TASK BRIEF -
Rewrite the stretch from the line containing "[point] curtain rod" through the line containing "Target: curtain rod", putting "pin" in place of "marker" and changing nothing else.

RAW RECORDS -
=======
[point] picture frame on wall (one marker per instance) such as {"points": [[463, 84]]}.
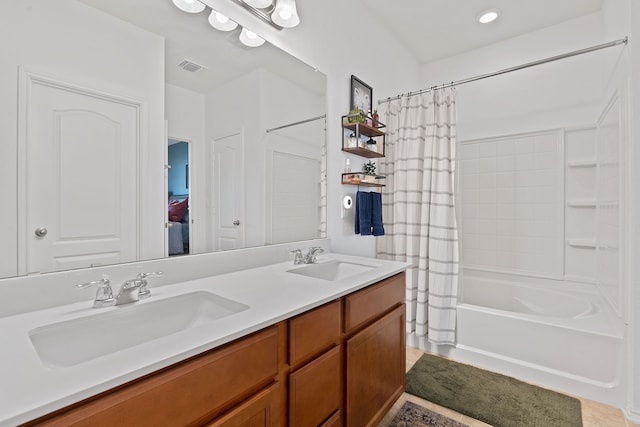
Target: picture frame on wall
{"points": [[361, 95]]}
=======
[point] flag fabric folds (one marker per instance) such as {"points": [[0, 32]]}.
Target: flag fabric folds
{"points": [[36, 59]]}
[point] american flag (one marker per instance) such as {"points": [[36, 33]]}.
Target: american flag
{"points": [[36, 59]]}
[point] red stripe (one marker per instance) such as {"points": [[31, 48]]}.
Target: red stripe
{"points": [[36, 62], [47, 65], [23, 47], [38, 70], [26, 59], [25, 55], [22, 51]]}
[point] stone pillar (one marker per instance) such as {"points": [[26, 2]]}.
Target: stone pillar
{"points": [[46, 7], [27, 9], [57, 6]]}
=======
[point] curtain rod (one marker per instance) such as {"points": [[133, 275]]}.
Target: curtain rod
=======
TASK RESPONSE -
[point] curtain rod (one pin per instance) such as {"points": [[133, 275]]}.
Target: curtain rod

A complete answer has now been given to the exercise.